_Exercise_
Scan the records for the word "fence". Copy each line that includes it.

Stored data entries

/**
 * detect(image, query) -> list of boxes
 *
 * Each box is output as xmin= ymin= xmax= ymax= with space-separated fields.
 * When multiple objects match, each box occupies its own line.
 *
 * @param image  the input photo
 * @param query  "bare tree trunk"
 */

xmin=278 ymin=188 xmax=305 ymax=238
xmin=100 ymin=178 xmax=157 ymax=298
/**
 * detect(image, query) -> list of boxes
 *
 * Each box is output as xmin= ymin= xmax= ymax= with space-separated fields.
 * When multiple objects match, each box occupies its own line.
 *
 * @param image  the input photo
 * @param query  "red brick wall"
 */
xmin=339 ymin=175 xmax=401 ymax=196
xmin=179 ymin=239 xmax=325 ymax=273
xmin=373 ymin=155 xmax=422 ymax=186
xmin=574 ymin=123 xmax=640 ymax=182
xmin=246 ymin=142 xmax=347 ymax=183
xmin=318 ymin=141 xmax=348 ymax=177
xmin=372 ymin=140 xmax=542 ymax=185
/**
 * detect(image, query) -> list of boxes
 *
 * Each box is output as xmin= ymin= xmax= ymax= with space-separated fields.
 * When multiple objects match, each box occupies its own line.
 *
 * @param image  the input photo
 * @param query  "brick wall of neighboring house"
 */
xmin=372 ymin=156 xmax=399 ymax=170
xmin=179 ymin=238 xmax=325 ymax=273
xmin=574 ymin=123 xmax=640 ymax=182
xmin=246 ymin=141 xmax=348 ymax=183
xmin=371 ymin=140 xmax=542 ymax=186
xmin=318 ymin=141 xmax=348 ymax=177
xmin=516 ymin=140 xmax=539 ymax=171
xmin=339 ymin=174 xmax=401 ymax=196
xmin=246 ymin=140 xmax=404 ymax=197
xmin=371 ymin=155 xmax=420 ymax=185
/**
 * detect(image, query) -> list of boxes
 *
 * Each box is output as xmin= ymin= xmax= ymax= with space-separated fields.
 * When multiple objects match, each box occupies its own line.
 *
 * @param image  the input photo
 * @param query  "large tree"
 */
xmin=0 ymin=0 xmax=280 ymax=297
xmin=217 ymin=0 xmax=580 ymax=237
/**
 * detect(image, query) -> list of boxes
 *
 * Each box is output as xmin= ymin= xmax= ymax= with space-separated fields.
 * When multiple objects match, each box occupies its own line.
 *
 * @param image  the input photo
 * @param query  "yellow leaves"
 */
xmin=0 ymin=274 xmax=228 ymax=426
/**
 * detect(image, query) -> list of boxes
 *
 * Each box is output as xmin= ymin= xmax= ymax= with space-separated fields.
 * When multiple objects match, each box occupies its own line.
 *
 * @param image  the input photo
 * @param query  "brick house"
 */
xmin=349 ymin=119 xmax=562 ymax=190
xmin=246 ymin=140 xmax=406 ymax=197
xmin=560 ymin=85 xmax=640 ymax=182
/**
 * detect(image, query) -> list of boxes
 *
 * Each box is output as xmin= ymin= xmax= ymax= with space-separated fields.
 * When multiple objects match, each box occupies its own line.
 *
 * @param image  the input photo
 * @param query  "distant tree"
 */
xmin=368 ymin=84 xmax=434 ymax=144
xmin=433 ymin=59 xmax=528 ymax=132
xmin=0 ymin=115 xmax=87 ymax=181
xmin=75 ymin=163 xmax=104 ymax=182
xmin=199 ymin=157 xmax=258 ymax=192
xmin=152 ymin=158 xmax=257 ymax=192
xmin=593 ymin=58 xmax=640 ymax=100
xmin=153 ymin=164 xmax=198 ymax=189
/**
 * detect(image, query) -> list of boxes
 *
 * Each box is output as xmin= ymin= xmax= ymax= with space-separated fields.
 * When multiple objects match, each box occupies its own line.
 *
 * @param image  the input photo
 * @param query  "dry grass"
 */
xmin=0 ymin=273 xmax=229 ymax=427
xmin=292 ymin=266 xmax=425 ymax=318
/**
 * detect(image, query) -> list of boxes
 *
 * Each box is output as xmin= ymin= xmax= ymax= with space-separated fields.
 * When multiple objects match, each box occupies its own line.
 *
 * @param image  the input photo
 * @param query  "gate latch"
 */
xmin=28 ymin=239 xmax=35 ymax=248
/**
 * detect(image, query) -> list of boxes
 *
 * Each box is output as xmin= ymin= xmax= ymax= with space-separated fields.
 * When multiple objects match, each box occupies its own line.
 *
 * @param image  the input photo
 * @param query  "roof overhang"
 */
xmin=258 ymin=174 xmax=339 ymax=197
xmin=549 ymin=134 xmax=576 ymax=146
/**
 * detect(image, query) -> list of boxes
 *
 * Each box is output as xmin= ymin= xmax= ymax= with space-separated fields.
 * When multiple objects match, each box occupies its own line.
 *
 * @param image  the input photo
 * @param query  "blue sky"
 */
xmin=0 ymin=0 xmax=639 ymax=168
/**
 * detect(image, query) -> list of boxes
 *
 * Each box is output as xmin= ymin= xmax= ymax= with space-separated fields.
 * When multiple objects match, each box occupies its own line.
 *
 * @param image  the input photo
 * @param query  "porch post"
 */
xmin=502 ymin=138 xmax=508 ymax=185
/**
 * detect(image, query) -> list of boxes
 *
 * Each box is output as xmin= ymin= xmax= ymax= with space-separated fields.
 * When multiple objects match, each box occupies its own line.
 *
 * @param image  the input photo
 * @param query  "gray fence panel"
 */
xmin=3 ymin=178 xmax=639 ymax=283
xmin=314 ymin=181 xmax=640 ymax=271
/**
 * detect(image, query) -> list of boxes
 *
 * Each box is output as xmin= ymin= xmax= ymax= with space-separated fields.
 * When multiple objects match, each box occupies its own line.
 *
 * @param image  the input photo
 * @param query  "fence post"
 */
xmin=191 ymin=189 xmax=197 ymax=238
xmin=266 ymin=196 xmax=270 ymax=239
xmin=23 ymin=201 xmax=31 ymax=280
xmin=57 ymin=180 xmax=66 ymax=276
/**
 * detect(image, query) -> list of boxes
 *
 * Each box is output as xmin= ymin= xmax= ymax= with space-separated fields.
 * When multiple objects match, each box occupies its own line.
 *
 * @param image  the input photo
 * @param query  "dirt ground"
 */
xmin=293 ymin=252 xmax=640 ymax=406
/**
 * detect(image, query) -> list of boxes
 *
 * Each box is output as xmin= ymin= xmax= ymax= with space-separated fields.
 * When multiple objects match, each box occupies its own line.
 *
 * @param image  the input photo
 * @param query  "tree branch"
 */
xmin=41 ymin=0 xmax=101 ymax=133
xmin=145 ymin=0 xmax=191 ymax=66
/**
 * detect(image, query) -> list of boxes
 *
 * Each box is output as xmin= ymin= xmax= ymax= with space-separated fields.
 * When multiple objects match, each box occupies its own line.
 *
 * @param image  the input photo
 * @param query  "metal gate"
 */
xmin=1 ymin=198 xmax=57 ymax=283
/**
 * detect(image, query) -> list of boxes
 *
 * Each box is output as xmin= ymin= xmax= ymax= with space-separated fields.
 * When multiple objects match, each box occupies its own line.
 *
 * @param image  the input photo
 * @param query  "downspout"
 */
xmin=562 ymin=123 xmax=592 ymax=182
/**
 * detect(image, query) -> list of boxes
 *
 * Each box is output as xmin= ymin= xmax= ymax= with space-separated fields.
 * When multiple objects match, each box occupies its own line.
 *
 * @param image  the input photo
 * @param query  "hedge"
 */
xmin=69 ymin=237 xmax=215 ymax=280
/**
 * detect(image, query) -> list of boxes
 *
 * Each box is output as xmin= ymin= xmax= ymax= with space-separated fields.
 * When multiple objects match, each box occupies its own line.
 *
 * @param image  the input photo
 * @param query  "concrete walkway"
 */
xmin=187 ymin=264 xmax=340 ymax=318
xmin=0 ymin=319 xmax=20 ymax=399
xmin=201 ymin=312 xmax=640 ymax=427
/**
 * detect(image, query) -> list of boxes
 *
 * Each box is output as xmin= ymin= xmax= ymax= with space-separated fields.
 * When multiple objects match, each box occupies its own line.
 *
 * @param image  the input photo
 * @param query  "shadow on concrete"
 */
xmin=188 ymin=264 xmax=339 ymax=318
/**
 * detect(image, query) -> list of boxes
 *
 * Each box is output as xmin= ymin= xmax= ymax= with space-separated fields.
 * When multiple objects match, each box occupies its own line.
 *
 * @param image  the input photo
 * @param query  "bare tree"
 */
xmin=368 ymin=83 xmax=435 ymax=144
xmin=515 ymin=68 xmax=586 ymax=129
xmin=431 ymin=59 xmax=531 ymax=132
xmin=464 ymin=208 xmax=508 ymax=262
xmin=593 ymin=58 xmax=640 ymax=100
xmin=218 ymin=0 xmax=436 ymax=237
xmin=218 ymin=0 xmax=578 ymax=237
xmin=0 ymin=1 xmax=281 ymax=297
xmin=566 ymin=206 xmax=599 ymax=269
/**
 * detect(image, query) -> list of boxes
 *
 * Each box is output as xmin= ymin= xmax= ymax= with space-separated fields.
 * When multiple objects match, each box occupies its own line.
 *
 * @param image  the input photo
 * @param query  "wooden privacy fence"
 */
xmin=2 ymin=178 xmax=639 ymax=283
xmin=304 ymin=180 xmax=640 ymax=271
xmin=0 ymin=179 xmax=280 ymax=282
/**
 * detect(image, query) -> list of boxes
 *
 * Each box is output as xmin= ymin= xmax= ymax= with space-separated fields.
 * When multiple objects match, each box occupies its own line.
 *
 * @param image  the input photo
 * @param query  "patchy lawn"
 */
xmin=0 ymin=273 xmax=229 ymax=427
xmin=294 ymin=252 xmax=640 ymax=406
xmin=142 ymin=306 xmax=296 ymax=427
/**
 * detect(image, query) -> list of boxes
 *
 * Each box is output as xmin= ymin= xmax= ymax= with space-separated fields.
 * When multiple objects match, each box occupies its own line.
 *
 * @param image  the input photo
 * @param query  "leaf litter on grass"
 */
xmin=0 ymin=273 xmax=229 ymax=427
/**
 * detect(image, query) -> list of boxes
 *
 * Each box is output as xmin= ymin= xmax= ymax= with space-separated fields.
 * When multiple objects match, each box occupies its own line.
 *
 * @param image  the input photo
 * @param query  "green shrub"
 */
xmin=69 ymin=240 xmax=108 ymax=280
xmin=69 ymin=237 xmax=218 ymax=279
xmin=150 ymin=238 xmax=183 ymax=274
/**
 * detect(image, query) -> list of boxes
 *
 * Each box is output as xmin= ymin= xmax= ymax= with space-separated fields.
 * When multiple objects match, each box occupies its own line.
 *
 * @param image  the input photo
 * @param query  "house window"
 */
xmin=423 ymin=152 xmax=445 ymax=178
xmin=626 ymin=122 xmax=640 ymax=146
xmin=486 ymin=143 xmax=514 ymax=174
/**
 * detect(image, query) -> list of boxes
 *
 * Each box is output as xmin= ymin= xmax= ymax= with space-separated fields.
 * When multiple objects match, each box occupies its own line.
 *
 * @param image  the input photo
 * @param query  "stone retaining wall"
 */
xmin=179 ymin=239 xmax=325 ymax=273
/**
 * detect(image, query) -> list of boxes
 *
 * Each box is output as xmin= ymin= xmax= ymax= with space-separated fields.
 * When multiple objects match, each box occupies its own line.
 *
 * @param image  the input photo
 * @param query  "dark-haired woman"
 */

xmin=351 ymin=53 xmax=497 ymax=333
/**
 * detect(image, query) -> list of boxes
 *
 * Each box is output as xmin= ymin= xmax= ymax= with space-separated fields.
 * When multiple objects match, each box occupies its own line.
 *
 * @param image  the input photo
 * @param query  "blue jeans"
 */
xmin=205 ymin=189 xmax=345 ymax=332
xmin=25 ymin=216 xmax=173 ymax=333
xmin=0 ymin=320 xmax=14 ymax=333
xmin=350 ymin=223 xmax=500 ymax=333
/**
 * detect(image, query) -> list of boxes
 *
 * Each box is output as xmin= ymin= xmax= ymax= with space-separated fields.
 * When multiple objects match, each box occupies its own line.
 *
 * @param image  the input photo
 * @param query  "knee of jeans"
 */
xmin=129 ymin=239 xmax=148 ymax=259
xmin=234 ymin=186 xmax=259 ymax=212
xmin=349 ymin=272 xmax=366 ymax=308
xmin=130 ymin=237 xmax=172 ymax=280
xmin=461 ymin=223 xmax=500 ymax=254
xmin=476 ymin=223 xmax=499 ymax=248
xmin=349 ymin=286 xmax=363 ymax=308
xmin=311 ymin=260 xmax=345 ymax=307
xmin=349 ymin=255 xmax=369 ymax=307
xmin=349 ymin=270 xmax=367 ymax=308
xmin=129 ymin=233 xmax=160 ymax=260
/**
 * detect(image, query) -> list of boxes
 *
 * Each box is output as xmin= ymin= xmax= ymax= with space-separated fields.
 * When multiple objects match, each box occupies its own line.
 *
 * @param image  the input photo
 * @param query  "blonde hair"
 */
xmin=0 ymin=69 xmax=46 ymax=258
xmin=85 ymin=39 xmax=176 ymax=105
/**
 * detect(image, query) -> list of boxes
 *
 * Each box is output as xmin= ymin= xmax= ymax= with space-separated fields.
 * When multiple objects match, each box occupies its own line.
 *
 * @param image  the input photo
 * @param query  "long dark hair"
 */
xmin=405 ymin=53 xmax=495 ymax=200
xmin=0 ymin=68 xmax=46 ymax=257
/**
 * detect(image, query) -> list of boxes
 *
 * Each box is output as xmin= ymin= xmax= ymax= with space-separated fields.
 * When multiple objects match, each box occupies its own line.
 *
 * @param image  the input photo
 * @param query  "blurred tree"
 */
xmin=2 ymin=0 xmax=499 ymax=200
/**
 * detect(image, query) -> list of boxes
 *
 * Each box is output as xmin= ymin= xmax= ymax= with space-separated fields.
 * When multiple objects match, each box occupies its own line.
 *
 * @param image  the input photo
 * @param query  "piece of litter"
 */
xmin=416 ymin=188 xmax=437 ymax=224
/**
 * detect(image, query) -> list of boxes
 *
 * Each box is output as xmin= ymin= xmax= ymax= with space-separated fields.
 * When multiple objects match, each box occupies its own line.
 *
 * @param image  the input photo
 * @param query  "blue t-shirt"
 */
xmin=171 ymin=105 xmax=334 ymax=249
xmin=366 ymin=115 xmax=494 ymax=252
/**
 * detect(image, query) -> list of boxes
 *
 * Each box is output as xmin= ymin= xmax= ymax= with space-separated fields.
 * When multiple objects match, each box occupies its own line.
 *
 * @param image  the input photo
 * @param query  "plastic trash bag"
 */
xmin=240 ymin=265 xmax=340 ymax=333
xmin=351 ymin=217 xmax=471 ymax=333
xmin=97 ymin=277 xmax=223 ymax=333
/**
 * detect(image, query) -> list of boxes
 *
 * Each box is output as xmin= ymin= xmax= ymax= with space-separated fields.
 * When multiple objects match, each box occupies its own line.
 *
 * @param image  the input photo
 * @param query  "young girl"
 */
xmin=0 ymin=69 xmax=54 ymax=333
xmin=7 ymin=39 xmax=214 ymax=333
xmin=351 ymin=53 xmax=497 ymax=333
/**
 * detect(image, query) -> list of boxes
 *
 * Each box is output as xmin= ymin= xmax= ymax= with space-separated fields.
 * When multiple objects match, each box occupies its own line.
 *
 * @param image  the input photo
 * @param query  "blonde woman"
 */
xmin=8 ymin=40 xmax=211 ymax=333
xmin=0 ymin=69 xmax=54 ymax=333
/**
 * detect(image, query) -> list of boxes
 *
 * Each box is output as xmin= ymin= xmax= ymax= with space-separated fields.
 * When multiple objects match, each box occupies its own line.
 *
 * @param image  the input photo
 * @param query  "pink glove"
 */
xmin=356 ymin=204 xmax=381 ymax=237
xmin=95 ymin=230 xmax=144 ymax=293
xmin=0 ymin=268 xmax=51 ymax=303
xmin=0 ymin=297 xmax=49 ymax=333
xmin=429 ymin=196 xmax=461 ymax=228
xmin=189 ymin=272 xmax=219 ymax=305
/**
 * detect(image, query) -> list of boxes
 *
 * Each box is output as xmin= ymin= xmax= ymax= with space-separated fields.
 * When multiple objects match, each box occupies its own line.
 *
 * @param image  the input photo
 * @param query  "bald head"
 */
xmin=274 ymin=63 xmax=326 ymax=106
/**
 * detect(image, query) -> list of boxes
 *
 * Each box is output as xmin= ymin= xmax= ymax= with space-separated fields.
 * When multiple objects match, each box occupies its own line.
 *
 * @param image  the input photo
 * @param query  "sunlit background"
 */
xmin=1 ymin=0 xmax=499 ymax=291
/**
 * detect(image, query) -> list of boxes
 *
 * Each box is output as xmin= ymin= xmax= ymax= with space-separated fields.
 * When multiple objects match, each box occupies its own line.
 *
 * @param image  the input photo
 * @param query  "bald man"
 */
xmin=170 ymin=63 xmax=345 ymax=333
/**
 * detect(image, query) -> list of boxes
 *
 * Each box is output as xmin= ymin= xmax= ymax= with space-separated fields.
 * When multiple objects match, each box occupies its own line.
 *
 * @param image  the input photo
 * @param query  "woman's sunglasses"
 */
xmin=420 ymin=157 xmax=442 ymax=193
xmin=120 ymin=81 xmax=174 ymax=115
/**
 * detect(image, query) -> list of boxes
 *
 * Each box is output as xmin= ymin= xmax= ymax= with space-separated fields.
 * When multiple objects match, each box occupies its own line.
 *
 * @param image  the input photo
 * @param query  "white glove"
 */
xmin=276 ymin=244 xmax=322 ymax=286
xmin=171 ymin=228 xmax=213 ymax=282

_Solution_
 * @param query  "gray fence panel"
 * @param query  "fence post"
 * @param query  "wooden privacy fence"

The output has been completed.